» What is expected: Rewrite all of the records below as a single numbered list with one line per item, skipping any blank lines. Leave the pictures out of your answer.

» Provided entries:
[Start of Attachment]
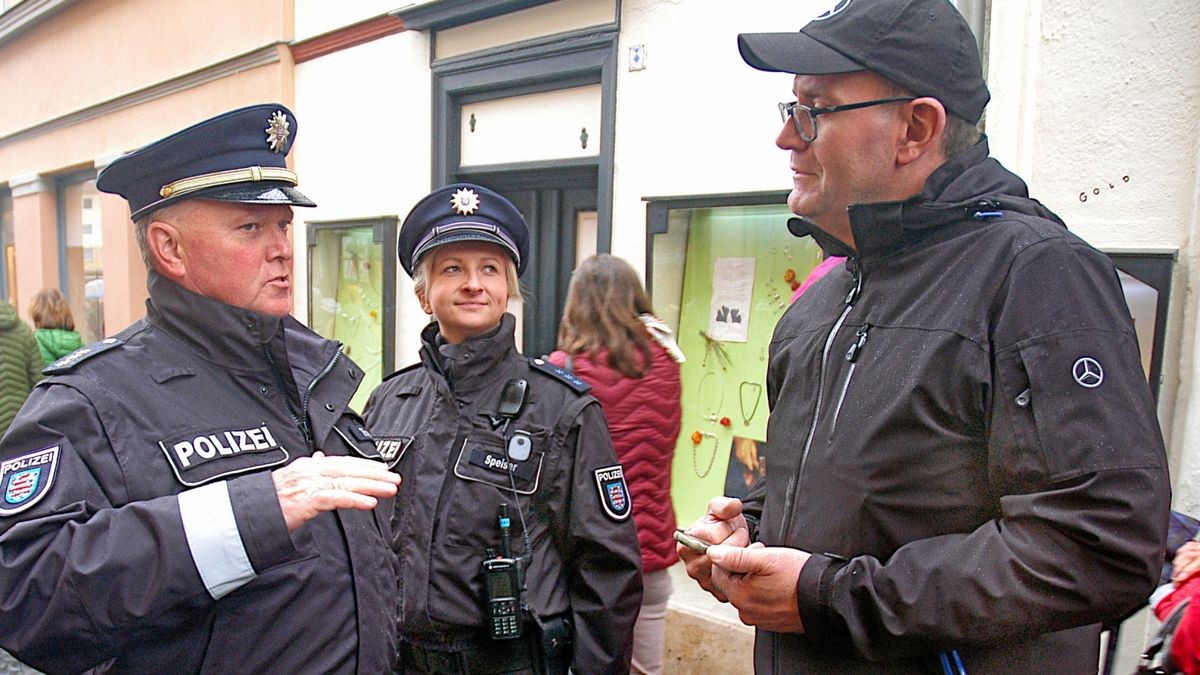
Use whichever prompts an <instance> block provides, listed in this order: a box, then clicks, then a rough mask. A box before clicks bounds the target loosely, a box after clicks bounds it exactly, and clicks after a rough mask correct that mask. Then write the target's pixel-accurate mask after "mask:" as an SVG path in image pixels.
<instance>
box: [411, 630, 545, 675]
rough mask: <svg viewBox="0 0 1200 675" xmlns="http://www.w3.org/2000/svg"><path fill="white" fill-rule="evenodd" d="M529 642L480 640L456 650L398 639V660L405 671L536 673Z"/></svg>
mask: <svg viewBox="0 0 1200 675" xmlns="http://www.w3.org/2000/svg"><path fill="white" fill-rule="evenodd" d="M533 649H534V644H533V641H532V640H530V639H528V637H527V638H521V639H516V640H491V639H482V640H478V641H473V643H469V644H467V645H464V649H462V650H458V651H445V650H436V649H430V647H425V646H421V645H416V644H413V643H410V641H408V640H404V639H403V638H401V640H400V658H401V663H403V665H404V668H406V670H414V671H416V673H445V674H451V675H468V674H470V675H475V674H480V675H485V674H493V675H496V674H500V673H538V669H536V668H535V662H534V656H533Z"/></svg>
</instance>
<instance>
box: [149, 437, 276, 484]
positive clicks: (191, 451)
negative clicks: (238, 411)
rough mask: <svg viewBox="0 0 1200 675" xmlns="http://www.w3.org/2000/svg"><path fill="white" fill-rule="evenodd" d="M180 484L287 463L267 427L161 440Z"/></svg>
mask: <svg viewBox="0 0 1200 675" xmlns="http://www.w3.org/2000/svg"><path fill="white" fill-rule="evenodd" d="M158 447H160V448H162V452H163V454H166V455H167V460H168V461H170V467H172V470H173V471H174V472H175V477H176V478H179V482H180V483H182V484H184V485H187V486H192V488H194V486H197V485H203V484H205V483H208V482H210V480H216V479H218V478H227V477H229V476H234V474H238V473H246V472H248V471H257V470H260V468H266V467H271V466H278V465H281V464H284V462H287V461H288V458H289V456H290V455H288V452H287V450H286V449H283V448H282V447H280V444H278V442H277V441H276V440H275V435H274V434H271V430H270V429H269V428H268V425H266V424H263V425H260V426H235V428H233V429H218V430H215V431H190V432H187V434H182V435H180V436H175V437H174V438H166V440H163V441H158Z"/></svg>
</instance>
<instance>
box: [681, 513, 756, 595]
mask: <svg viewBox="0 0 1200 675" xmlns="http://www.w3.org/2000/svg"><path fill="white" fill-rule="evenodd" d="M688 533H689V534H691V536H692V537H696V538H698V539H703V540H706V542H709V543H713V544H724V545H726V546H745V545H749V544H750V530H749V528H746V519H745V516H744V515H742V500H733V498H730V497H713V498H712V500H709V502H708V513H706V514H704V515H703V516H701V518H700V520H697V521H696V522H692V524H691V527H689V528H688ZM676 550H677V551H679V557H682V558H683V562H684V565H685V566H686V568H688V575H689V577H691V578H692V579H695V580H696V581H697V583H698V584H700V587H701V589H704V590H706V591H708V592H709V593H713V596H714V597H716V599H719V601H721V602H730V601H728V598H726V597H725V593H722V592H721V591H720V589H716V587H715V586H713V580H712V575H713V563H712V561H710V560H709V558H708V556H707V555H704V554H701V552H696V551H694V550H691V549H689V548H686V546H684V545H683V544H676Z"/></svg>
[End of Attachment]
» Written reply:
1. Use whichever prompts an <instance> block provides, listed in this order: a box, then clicks, then a rough mask. A box before clicks bounds the target loosely, a box after clicks bounds it exactly, and clicks after a rough mask correct that mask. Then write the target's pixel-accurate mask after "mask:" as an SVG path in image pixels.
2. <instance>
3. box: [411, 630, 545, 675]
4. rough mask: <svg viewBox="0 0 1200 675" xmlns="http://www.w3.org/2000/svg"><path fill="white" fill-rule="evenodd" d="M529 642L480 640L456 650L398 639V660L405 671L536 673Z"/></svg>
5. mask: <svg viewBox="0 0 1200 675" xmlns="http://www.w3.org/2000/svg"><path fill="white" fill-rule="evenodd" d="M533 649H534V644H533V641H532V640H530V639H528V637H527V638H521V639H516V640H491V639H482V640H478V641H473V643H469V644H467V645H464V649H462V650H458V651H445V650H436V649H430V647H425V646H421V645H416V644H413V643H410V641H408V640H404V639H403V638H401V640H400V658H401V663H403V665H404V668H406V670H414V671H416V673H445V674H451V675H468V674H470V675H475V674H480V675H485V674H493V675H496V674H500V673H538V669H536V668H535V662H534V656H533Z"/></svg>
6. </instance>
7. <instance>
8. box: [149, 437, 276, 484]
9. positive clicks: (191, 451)
10. negative clicks: (238, 411)
11. rough mask: <svg viewBox="0 0 1200 675" xmlns="http://www.w3.org/2000/svg"><path fill="white" fill-rule="evenodd" d="M180 484L287 463L267 427L161 440Z"/></svg>
12. mask: <svg viewBox="0 0 1200 675" xmlns="http://www.w3.org/2000/svg"><path fill="white" fill-rule="evenodd" d="M158 447H160V448H162V452H163V454H166V455H167V460H168V461H170V467H172V470H173V471H174V472H175V477H176V478H179V482H180V483H182V484H184V485H187V486H192V488H194V486H197V485H203V484H205V483H208V482H210V480H216V479H218V478H227V477H229V476H234V474H238V473H246V472H248V471H257V470H260V468H266V467H271V466H278V465H281V464H284V462H287V461H288V458H289V456H290V455H288V452H287V450H286V449H283V448H282V447H280V444H278V442H277V441H276V440H275V435H274V434H271V430H270V429H269V428H268V425H266V424H263V425H260V426H235V428H233V429H218V430H215V431H190V432H187V434H182V435H180V436H175V437H174V438H166V440H163V441H158Z"/></svg>
13. </instance>
14. <instance>
15. box: [681, 513, 756, 595]
16. mask: <svg viewBox="0 0 1200 675" xmlns="http://www.w3.org/2000/svg"><path fill="white" fill-rule="evenodd" d="M688 533H689V534H691V536H692V537H696V538H698V539H703V540H706V542H709V543H713V544H724V545H726V546H745V545H749V544H750V530H749V528H746V519H745V516H744V515H742V500H733V498H730V497H713V498H712V500H709V502H708V513H706V514H704V515H703V516H701V518H700V520H697V521H696V522H692V524H691V527H689V528H688ZM676 550H677V551H679V557H682V558H683V562H684V565H685V566H686V568H688V575H689V577H691V578H692V579H695V580H696V581H697V583H698V584H700V587H701V589H704V590H706V591H708V592H709V593H713V596H714V597H716V599H719V601H721V602H730V601H728V598H726V597H725V593H722V592H721V591H720V589H716V587H715V586H713V580H712V575H713V563H712V561H710V560H709V558H708V556H707V555H704V554H701V552H696V551H694V550H691V549H689V548H686V546H684V545H683V544H676Z"/></svg>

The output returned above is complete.